### Task details
Write out only the tail of the records, beginning at the line containing "Where can you see the grassy" and including the last line, exactly as written.
----
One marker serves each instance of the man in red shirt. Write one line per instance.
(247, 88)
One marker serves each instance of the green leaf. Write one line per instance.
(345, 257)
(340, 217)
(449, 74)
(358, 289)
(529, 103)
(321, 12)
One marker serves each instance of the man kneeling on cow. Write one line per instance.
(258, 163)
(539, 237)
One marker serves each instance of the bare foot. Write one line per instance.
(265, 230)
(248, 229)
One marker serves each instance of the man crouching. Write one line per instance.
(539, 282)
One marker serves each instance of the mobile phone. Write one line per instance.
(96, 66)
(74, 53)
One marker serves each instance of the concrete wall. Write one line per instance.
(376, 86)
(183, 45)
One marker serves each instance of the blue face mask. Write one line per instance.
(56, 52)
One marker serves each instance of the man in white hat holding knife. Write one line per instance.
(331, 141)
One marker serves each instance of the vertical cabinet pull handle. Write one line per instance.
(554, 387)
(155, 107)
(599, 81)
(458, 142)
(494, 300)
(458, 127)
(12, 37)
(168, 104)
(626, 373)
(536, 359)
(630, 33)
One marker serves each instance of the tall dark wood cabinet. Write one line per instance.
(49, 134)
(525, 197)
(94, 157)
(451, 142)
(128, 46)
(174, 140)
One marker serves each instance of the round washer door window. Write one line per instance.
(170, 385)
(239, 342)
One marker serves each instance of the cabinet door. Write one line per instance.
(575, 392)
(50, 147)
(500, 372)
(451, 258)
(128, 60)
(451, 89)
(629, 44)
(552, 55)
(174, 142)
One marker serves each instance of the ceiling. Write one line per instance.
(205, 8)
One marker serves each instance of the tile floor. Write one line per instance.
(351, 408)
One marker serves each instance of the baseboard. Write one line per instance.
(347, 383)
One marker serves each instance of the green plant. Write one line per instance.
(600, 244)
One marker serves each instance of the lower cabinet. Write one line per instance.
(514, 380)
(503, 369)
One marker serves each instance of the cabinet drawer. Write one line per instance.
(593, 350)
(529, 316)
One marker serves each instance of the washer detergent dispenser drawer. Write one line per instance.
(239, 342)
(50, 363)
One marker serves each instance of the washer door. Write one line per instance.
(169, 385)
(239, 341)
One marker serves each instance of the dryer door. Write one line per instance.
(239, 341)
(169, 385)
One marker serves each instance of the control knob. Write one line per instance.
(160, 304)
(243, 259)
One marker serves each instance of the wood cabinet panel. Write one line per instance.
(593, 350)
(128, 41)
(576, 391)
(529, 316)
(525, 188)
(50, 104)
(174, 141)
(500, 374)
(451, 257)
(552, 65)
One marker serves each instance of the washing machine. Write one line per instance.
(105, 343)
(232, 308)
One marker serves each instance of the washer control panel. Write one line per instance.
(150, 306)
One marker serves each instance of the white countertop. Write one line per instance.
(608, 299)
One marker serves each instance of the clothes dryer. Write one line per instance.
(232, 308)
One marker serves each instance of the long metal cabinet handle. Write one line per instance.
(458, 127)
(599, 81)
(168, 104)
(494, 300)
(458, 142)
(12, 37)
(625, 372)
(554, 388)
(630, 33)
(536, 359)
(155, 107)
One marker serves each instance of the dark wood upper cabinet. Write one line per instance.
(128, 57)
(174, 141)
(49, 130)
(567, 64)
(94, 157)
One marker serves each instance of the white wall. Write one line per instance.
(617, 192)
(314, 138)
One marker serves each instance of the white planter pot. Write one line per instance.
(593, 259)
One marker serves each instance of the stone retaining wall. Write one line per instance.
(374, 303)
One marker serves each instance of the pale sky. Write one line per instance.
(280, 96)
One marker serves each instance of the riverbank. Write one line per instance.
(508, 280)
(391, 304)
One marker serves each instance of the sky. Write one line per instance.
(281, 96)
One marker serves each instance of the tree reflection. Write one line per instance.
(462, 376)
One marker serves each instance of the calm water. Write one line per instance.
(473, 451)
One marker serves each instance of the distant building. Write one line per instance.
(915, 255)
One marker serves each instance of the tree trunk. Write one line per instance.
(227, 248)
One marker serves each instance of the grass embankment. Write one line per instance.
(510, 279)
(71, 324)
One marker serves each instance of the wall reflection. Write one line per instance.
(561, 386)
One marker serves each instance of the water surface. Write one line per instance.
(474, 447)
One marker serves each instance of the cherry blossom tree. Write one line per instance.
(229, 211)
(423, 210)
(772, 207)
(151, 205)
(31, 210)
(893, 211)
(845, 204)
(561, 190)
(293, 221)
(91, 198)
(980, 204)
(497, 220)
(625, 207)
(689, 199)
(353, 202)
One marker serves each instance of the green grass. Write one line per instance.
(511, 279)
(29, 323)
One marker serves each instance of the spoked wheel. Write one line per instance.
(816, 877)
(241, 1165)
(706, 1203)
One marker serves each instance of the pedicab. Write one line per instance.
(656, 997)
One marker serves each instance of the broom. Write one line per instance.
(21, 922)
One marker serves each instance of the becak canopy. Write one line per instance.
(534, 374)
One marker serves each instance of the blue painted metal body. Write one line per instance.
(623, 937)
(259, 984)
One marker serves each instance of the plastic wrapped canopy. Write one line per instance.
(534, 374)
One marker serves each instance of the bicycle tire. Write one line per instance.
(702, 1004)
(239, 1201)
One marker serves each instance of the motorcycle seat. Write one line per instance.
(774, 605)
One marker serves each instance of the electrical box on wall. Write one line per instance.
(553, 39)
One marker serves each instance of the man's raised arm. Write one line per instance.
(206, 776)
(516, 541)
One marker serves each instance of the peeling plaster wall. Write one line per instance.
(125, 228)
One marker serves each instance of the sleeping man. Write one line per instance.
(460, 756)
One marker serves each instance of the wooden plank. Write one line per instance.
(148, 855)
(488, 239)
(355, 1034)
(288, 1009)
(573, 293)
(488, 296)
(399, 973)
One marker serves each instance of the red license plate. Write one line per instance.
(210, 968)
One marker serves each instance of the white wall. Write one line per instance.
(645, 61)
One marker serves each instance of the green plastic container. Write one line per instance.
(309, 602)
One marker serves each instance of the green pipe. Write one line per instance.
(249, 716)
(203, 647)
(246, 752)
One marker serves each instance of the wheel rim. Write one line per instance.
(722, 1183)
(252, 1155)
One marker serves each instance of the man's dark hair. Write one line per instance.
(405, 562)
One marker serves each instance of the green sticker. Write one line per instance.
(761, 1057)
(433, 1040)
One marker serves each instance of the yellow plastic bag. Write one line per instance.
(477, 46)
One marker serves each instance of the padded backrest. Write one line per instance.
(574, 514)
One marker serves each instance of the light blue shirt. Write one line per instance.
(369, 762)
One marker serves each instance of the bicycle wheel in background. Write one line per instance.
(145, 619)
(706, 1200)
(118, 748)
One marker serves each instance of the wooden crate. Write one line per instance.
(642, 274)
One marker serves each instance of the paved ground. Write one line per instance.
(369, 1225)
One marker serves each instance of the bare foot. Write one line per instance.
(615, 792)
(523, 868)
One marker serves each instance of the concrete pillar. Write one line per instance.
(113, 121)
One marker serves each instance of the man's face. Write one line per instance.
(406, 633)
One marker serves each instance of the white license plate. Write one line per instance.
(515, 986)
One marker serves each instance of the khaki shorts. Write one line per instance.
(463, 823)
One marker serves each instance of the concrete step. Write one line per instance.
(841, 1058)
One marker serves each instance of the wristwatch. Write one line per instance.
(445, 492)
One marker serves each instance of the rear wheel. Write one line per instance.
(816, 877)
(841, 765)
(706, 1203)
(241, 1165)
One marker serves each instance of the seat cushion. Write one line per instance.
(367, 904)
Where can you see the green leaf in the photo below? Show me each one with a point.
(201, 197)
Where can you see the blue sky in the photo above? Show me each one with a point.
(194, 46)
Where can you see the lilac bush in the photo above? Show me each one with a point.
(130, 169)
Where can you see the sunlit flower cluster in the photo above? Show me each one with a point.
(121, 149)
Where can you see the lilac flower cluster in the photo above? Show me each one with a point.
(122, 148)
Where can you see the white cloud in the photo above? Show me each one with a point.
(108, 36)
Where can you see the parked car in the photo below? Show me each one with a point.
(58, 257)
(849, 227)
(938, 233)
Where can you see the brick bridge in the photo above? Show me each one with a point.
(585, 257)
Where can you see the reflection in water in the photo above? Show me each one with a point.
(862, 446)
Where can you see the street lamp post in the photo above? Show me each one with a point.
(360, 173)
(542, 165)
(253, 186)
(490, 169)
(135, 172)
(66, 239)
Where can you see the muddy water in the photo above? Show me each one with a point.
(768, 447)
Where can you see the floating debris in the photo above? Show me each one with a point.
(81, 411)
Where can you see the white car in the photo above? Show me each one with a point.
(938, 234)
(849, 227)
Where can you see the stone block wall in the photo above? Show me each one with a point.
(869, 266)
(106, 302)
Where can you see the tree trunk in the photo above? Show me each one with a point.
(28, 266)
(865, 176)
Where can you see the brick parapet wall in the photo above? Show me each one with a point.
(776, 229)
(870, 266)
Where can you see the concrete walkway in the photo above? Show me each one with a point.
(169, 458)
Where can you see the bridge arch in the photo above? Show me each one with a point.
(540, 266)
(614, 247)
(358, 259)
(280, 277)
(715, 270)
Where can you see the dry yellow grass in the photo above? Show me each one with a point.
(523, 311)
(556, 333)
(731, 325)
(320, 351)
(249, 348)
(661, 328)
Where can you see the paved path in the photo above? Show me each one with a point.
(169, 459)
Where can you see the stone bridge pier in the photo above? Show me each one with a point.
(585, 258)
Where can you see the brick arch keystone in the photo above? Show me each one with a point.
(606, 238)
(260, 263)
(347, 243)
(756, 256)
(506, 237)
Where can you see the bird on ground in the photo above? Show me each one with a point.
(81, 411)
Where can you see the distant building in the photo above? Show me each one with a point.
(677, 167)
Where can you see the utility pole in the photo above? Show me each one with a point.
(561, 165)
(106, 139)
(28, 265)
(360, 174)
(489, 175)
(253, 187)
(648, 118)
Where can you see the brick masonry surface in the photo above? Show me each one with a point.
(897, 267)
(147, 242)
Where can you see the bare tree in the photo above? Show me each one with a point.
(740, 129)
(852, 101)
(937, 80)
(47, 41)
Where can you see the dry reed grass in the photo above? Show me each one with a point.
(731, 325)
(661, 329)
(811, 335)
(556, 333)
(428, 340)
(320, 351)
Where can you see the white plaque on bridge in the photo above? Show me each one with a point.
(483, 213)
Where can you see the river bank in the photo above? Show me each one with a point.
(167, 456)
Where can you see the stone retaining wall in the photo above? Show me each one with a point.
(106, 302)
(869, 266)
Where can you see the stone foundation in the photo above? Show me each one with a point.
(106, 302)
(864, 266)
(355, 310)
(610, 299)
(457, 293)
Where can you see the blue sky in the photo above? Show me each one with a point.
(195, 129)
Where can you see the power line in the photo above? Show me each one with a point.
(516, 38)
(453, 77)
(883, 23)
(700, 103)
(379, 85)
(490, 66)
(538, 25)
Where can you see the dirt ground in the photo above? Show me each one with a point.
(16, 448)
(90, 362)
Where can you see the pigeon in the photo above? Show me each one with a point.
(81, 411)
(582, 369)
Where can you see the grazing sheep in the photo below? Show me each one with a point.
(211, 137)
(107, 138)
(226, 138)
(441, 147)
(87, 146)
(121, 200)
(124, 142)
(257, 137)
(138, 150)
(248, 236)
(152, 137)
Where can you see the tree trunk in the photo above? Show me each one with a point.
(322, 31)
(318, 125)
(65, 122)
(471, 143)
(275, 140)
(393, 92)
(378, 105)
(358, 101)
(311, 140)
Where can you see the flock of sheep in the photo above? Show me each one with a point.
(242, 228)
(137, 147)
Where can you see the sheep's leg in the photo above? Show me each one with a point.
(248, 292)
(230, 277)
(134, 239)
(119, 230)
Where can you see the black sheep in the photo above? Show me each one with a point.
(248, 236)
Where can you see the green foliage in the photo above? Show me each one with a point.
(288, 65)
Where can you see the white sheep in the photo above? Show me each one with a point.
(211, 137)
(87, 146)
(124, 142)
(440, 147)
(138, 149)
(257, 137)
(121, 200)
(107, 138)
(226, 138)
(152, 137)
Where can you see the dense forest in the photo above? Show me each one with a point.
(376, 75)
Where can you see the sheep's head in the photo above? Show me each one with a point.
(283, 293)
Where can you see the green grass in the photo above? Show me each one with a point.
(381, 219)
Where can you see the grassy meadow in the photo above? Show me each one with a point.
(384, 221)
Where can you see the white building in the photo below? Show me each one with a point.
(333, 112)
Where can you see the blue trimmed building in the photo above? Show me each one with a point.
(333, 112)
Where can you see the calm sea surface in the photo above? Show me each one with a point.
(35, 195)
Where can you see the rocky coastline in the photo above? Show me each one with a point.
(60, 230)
----
### Exercise response
Where can you see the grassy meadow in the photo above? Show me each one with a point.
(384, 221)
Where can you see the white building in the photo below? Show me each one with a point.
(333, 112)
Where can you see the blue trimmed building in the photo above? Show me each one with a point.
(333, 112)
Where can you see the calm sea surface in the photo above? Show me each one with a point.
(35, 195)
Where can you see the rocky coastline in the photo above? Show me each one with a point.
(60, 230)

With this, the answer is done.